-- Opening Marker --
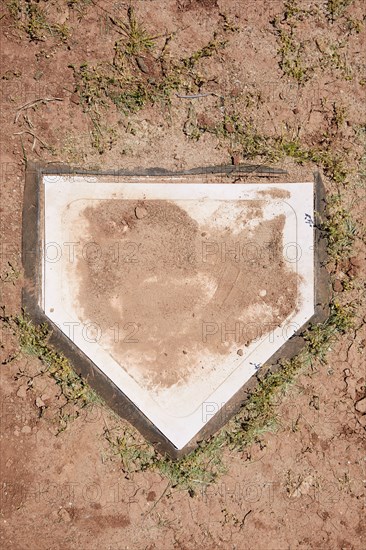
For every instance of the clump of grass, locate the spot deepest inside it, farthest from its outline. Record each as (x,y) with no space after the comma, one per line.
(291,56)
(135,77)
(339,229)
(320,337)
(32,19)
(135,38)
(290,50)
(33,340)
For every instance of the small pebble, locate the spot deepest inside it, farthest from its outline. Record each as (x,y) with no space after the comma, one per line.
(361,405)
(40,403)
(140,212)
(22,392)
(26,430)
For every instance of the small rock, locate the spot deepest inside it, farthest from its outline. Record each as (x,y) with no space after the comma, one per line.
(74,98)
(64,515)
(26,430)
(229,127)
(360,406)
(356,261)
(22,392)
(235,159)
(337,286)
(362,420)
(40,403)
(140,212)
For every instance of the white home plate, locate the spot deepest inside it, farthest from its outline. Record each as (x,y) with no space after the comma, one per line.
(178,292)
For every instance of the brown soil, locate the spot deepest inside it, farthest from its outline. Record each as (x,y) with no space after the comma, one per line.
(178,289)
(301,486)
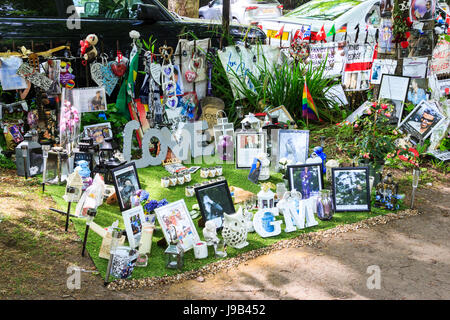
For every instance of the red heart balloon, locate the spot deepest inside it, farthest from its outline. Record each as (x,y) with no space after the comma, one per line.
(119,68)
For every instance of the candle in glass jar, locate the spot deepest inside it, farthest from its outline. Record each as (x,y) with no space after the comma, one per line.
(145,245)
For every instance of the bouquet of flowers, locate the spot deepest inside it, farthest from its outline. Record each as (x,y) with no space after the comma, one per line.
(142,198)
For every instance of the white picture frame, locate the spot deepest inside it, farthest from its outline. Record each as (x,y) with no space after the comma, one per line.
(249,144)
(413,126)
(293,145)
(174,218)
(133,219)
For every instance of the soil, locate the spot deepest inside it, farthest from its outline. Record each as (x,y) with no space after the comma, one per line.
(412,254)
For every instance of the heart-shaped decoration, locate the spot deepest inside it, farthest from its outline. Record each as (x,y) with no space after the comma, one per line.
(190,76)
(119,68)
(155,70)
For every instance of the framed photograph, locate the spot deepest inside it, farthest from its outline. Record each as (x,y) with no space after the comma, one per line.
(176,222)
(9,79)
(415,67)
(249,145)
(386,7)
(385,39)
(214,199)
(420,44)
(422,10)
(78,156)
(421,122)
(126,183)
(351,189)
(98,132)
(293,145)
(395,89)
(133,219)
(282,114)
(417,91)
(305,178)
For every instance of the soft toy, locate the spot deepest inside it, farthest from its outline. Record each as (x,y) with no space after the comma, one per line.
(65,77)
(88,50)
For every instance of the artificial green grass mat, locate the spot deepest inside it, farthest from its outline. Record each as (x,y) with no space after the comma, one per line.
(150,179)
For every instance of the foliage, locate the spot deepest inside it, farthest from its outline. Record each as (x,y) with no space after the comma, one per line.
(6,163)
(283,85)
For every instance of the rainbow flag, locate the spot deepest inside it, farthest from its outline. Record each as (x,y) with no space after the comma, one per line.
(309,109)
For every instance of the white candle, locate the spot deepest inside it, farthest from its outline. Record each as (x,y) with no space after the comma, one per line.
(145,244)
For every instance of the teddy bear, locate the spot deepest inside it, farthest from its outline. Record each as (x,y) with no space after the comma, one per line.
(88,50)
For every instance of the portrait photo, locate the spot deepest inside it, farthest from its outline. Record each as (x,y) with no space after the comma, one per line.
(126,183)
(249,145)
(351,189)
(176,223)
(214,199)
(293,145)
(417,91)
(133,219)
(386,7)
(421,122)
(422,10)
(307,179)
(91,99)
(98,132)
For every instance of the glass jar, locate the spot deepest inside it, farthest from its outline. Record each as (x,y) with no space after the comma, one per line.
(325,206)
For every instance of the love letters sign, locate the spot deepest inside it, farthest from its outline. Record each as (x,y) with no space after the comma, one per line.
(185,143)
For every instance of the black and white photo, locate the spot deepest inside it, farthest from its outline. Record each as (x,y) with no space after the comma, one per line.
(214,199)
(126,183)
(351,189)
(133,219)
(305,178)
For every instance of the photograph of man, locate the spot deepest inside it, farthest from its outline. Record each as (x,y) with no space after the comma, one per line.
(97,103)
(415,93)
(127,192)
(213,210)
(424,122)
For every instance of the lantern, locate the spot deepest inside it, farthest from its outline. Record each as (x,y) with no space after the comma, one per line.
(174,255)
(28,157)
(89,218)
(224,135)
(116,235)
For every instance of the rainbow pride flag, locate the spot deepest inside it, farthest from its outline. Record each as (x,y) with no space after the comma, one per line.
(309,109)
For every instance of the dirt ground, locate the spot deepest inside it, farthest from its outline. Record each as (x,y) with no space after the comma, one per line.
(412,254)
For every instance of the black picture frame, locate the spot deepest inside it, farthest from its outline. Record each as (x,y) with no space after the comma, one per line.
(262,136)
(218,188)
(128,171)
(78,156)
(353,191)
(291,168)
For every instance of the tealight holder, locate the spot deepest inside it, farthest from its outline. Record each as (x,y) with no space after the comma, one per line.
(189,191)
(165,182)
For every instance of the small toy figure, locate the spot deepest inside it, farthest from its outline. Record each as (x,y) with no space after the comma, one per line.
(210,233)
(65,76)
(88,50)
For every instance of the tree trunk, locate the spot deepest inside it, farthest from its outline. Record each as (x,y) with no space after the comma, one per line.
(186,8)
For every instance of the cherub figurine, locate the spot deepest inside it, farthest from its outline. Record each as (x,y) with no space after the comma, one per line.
(210,233)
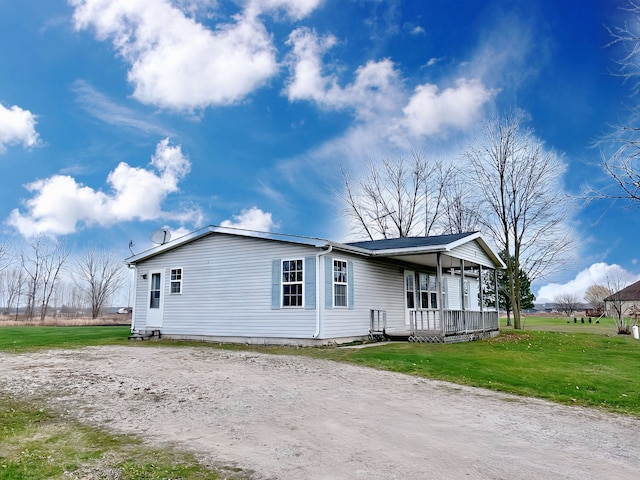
-- Closing Marker --
_What is needed_: The pictures in the entries should be left out; output everything else exactly.

_Expected answer_:
For every instance of the clump of grass, locate the spot deepest inside it, farthest from its outline. Record each as (x,y) with no space after the comma, one per line.
(291,56)
(135,77)
(339,229)
(320,337)
(32,19)
(135,38)
(290,50)
(33,340)
For every instance of the small pebble, locate the spot deepest inside it, farthest from its outline. Record each as (x,y) with no space after the comma, one per line.
(361,405)
(40,403)
(140,212)
(22,392)
(26,430)
For every instance of the small rock, locate the spot deepest inside it, farthest from its outline. Record each as (x,y) with no space after the comma, one per line.
(74,98)
(64,515)
(26,430)
(229,127)
(360,406)
(356,261)
(22,392)
(235,159)
(337,286)
(362,420)
(40,403)
(140,212)
For every instance of the white home plate, locate the spot deepest inside it, farthest from its outline. Record each as (x,y) with no space after the comma, one per line.
(178,292)
For every instance of the brown soil, locate the spot deepest inside it, farthest from its outline. Record each as (x,y) with no space after the comma, one per line.
(178,289)
(301,486)
For every instance of the red heart balloon, locate the spot deepest inside it, farthest from its outline. Record each as (x,y) with no space after the comma, one per line.
(119,68)
For every instance of the candle in glass jar, locate the spot deepest inside it, farthest from its outline. Record each as (x,y) with no space after the comma, one per line.
(145,245)
For every instance of the bouquet of flowers, locate the spot deepest inside it, farthest from its outline. Record each as (x,y) with no space after the comma, one per line.
(142,198)
For every instance of the white picture frame, locate the spot deepest inside it, farthest from its outline. Record each as (x,y) with no space after the comma, one per line.
(249,144)
(413,126)
(293,145)
(174,218)
(133,219)
For every instance of the soil, locate the spot deepest inside it, farthest from its outline. Record each as (x,y) with no space after the comma, one per line.
(412,254)
For every instance of the heart-shaped decoration, locate the spot deepest inside it, farthest from its outline. Record each as (x,y) with no space after the comma, one per line.
(190,76)
(119,68)
(155,70)
For every instance of the framed photograph, locate the spot deepest inside it, farthest from its outline. Record each as (x,y) with no space after the comma, one per line.
(176,222)
(9,79)
(415,67)
(249,145)
(386,7)
(385,39)
(214,199)
(420,44)
(422,10)
(78,156)
(421,122)
(126,183)
(351,189)
(98,132)
(293,145)
(395,89)
(133,219)
(282,114)
(417,91)
(305,178)
For every instance of the soft toy, locate the spot deepest inside it, farthest from its outline. Record each as (x,y) with no space after the comma, one per line.
(65,77)
(88,50)
For every instance of the artificial green grass mat, locate the spot deepest inside it, farthest from its outline. Record each as (x,y) with no space after the comma, one per line.
(150,179)
For every instance of the foliage, locate the spot deepest inside it, farthest from its outline. Record each as (x,y) with no space after the comma, one per line.
(6,163)
(283,85)
For every instance of the rainbow flag, locate the spot deepest inside it, farthest from its outline. Record each as (x,y) with no space after the comma, one per line.
(309,109)
For every instance of the white candle, locate the spot deepest inside it, farthest from its outline. Record each as (x,y) with no space after the comma, one per line.
(145,244)
For every instance of the teddy bear, locate the spot deepest inside it, farthest from its outline. Record each as (x,y) with no space after the comma, one per line.
(88,50)
For every instance of the portrait photo, locate the spot deepest inside it, farthest from its outline. Record each as (x,y) with no space after the comma, one per line.
(126,183)
(249,145)
(351,189)
(176,223)
(214,199)
(293,145)
(417,91)
(133,219)
(386,7)
(421,122)
(422,10)
(307,179)
(91,99)
(98,132)
For every instance of the glass jar, locate the spot deepest inside it, farthest from its outline. Record each as (x,y) with no space after the comma, one per line.
(325,206)
For every instance of the love letters sign, locate the spot deepest inside it, farthest from its outline. Record each as (x,y) with no space after the comma, one per line.
(185,143)
For every instance of the black and white photo, locate the spot deepest inside it, farthest from its outline. Record each as (x,y) with no space after the comma, one per line.
(214,199)
(126,183)
(351,189)
(133,219)
(305,178)
For every instance of the photograph of man, locate the spot deepest inside it, farthest from its outline. Record each as (x,y) with no space after the comma, one per line.
(97,103)
(415,93)
(127,192)
(213,210)
(424,122)
For every instance of the lantern, locate the spot deepest inside it, farthest from its outline. Record each as (x,y) with no space after the comma, one per line.
(174,255)
(28,157)
(89,218)
(224,135)
(116,235)
For every instance of the rainbow pride flag, locate the spot deepest inside it, farthest from its outline. Record each as (x,y) with no space after the comma, one per line.
(309,109)
For every instance of the dirt ground, locate the spot deepest inside it, farthest from its outline. Record each as (x,y) with no space after the comma, one per line.
(412,254)
For every instance of the black picture frame, locate the spot deepest inside it, farthest from its outline. Record each as (x,y) with no space after the comma, one per line.
(262,136)
(218,188)
(128,171)
(78,156)
(353,191)
(291,168)
For every instance of the tealight holder, locate the spot deepest inside it, farthest from its outline. Record each as (x,y) with no space after the comma, one per line.
(189,191)
(165,182)
For every instance of the small toy figure, locate the spot deepest inside it, farthest from its outline. Record each as (x,y) with no space after the comma, one per line.
(210,233)
(65,76)
(88,50)
For every instance of the tree trunk, locate the spot deepest inside it, farthest from its outline. Record each as (x,y) with no space after the comma, one per line.
(186,8)
For every instance of the cherub figurine, locate the spot deepest inside it, farthest from its outline. Record each as (x,y) with no space after the comma, one per line.
(210,233)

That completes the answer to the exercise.